╭─ Records for this task

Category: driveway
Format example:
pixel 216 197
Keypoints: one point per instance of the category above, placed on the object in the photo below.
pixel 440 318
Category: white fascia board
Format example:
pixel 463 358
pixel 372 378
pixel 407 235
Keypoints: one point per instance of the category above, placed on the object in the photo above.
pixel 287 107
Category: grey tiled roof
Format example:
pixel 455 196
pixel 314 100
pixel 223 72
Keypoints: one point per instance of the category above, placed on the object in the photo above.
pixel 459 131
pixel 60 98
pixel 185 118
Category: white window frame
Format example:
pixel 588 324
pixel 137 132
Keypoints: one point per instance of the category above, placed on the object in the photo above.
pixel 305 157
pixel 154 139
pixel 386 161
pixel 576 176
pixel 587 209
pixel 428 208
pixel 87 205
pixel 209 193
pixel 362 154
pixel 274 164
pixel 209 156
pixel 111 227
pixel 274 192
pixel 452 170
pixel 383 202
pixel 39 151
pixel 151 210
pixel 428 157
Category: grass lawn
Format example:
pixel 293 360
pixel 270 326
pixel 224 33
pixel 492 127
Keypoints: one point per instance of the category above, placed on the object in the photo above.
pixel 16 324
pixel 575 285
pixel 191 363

╰─

Task objective: Nothing may be left out. Retype all the entries exactly.

Your response:
Category: driveway
Format example:
pixel 216 197
Keypoints: one point per instance of the category above, placed on the object in the photo below.
pixel 440 318
Category: white fascia board
Format example:
pixel 463 358
pixel 372 378
pixel 407 235
Keypoints: one point per instance of the category above, placed on the object in the photo above.
pixel 287 107
Category: grey tiled roof
Format example:
pixel 455 196
pixel 314 100
pixel 223 72
Keypoints: one point per instance of the category above, placed on the object in the photo above.
pixel 459 131
pixel 60 98
pixel 185 118
Category: white window frame
Format example:
pixel 588 324
pixel 137 132
Keypoints: one point per instance of the category above, placed on the object in the photo above.
pixel 305 157
pixel 154 139
pixel 386 161
pixel 576 176
pixel 587 209
pixel 428 208
pixel 87 205
pixel 209 193
pixel 362 154
pixel 274 164
pixel 209 156
pixel 111 227
pixel 274 192
pixel 452 170
pixel 383 202
pixel 39 151
pixel 151 210
pixel 428 157
Category: grass lawn
Format example:
pixel 293 360
pixel 270 326
pixel 224 33
pixel 492 127
Keypoints: one point per instance of the category above, placed on the object in the photo above.
pixel 16 324
pixel 575 285
pixel 191 363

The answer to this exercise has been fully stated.